Action item
What do the lines say from the start of the entries through the one containing "Target: person holding phone"? Repeat them exactly.

Working data
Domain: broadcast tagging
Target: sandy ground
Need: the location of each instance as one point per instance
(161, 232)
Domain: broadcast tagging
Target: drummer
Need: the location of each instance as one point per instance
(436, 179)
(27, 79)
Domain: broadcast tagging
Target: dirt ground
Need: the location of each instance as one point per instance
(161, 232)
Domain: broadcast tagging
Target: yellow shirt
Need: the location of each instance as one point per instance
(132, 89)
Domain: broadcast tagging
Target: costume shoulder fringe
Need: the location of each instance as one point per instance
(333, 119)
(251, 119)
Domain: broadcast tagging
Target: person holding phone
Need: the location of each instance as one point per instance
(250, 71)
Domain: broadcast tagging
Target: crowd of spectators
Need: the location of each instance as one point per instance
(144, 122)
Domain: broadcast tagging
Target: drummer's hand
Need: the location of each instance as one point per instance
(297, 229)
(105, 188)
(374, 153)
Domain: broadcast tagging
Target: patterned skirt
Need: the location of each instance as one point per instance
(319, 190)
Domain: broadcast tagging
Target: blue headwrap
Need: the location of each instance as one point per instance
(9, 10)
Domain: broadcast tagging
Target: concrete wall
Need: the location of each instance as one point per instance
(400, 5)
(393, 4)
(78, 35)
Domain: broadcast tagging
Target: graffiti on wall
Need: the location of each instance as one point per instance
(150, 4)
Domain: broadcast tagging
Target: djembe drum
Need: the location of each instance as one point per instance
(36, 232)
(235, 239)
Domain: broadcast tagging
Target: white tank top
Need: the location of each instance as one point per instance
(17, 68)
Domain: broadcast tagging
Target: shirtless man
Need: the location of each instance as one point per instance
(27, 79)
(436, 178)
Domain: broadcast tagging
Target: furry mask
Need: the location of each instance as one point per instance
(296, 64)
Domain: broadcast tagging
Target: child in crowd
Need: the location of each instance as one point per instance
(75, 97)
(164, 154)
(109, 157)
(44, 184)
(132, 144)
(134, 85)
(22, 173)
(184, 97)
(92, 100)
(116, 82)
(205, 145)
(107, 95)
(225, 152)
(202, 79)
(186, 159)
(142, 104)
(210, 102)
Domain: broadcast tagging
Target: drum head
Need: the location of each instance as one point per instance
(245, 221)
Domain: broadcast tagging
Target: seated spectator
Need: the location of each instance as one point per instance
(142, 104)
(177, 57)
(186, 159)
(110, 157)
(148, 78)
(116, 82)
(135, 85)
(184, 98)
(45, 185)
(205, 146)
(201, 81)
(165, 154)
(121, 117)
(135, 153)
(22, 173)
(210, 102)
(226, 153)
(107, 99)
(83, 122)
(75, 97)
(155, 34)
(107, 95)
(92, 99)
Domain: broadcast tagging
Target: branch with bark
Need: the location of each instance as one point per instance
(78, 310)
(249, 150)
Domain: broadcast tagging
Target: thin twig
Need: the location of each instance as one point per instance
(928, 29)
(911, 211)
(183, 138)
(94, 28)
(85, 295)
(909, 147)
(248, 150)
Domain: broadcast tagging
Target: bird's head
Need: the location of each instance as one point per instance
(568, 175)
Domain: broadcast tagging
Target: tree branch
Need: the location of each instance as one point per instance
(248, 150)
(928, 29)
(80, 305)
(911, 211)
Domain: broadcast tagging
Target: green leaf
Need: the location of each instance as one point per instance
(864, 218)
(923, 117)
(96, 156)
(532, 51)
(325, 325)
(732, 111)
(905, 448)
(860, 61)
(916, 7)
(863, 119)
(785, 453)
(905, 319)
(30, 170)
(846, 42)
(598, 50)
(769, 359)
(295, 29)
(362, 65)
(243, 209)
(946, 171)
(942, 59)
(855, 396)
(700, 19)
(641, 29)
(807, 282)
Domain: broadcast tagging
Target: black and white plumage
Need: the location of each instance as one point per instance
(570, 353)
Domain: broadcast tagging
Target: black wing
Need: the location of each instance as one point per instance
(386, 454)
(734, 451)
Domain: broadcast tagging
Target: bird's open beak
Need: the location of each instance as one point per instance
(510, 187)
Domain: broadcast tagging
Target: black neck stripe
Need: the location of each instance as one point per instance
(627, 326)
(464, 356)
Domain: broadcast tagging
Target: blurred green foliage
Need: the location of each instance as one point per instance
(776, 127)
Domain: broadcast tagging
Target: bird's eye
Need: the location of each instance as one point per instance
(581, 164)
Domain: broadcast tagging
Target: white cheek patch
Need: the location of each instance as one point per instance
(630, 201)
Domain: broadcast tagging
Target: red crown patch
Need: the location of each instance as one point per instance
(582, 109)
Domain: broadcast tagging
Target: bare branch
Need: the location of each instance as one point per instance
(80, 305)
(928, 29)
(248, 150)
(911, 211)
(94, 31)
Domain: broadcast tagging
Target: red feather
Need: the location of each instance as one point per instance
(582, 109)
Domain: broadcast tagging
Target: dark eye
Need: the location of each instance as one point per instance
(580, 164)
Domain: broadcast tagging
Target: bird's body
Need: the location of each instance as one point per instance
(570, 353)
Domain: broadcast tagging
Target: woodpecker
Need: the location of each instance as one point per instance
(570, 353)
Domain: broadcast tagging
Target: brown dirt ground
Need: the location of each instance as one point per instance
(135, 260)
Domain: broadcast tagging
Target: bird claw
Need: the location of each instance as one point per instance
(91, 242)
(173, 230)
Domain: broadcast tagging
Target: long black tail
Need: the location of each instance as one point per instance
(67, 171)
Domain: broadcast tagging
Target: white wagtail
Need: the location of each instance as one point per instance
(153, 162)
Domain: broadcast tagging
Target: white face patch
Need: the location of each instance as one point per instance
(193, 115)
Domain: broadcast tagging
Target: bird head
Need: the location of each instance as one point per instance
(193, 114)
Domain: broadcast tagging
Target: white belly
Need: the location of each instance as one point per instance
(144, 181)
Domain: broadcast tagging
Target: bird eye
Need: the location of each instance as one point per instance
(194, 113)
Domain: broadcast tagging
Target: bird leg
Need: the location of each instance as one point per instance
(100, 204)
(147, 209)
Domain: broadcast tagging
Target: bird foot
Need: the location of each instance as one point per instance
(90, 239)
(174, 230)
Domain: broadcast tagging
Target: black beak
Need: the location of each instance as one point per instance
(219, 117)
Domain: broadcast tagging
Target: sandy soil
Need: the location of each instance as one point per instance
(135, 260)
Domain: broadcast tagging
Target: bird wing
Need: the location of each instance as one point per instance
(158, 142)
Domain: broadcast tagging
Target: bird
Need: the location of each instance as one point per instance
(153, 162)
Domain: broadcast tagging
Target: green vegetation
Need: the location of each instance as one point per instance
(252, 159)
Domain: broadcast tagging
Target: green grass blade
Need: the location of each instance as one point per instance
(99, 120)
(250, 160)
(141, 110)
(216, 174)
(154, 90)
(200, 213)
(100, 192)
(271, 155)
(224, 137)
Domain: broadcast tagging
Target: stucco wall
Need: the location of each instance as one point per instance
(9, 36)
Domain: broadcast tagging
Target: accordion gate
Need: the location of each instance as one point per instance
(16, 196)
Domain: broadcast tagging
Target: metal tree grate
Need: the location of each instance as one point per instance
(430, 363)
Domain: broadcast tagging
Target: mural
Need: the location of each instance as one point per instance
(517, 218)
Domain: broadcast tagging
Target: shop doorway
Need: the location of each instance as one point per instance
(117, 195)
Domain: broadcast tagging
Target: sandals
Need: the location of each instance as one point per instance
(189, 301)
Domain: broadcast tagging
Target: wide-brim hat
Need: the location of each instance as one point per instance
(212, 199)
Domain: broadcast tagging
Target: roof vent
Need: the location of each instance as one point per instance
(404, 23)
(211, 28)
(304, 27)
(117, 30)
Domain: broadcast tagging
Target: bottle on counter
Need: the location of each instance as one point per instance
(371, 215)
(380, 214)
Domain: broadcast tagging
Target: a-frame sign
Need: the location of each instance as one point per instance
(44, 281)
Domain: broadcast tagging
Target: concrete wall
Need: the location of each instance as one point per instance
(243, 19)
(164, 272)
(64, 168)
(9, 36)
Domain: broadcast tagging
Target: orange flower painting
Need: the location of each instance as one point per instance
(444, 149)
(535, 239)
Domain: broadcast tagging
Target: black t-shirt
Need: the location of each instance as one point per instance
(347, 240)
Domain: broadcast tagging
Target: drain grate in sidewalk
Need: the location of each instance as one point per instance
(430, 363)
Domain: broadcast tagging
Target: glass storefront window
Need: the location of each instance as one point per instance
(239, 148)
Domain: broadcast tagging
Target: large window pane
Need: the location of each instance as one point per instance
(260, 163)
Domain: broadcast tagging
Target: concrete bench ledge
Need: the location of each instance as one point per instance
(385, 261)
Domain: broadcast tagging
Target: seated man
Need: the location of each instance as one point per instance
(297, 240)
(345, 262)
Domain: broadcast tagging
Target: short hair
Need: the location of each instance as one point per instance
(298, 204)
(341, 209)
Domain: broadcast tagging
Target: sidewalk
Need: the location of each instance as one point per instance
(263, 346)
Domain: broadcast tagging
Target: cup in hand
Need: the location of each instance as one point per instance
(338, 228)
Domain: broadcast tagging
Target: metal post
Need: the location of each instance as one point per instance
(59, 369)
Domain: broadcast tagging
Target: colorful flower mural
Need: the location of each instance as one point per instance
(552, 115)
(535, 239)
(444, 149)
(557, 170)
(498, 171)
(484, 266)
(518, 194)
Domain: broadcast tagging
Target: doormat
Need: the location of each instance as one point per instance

Task response
Domain: broadcast tagging
Target: sandy ground
Need: the location of each instance as one point per instance
(161, 232)
Domain: broadcast tagging
Target: drummer
Need: the location of each instance as one point per instance
(436, 179)
(27, 79)
Domain: broadcast tagging
Target: dirt ground
Need: the location of each instance as one point per instance
(161, 232)
Domain: broadcast tagging
Target: yellow shirt
Need: the location of each instance as one point per instance
(132, 89)
Domain: broadcast tagging
Target: costume shoulder fringe
Need: the location of each instance as one point per instance
(333, 119)
(251, 119)
Domain: broadcast tagging
Target: person holding phone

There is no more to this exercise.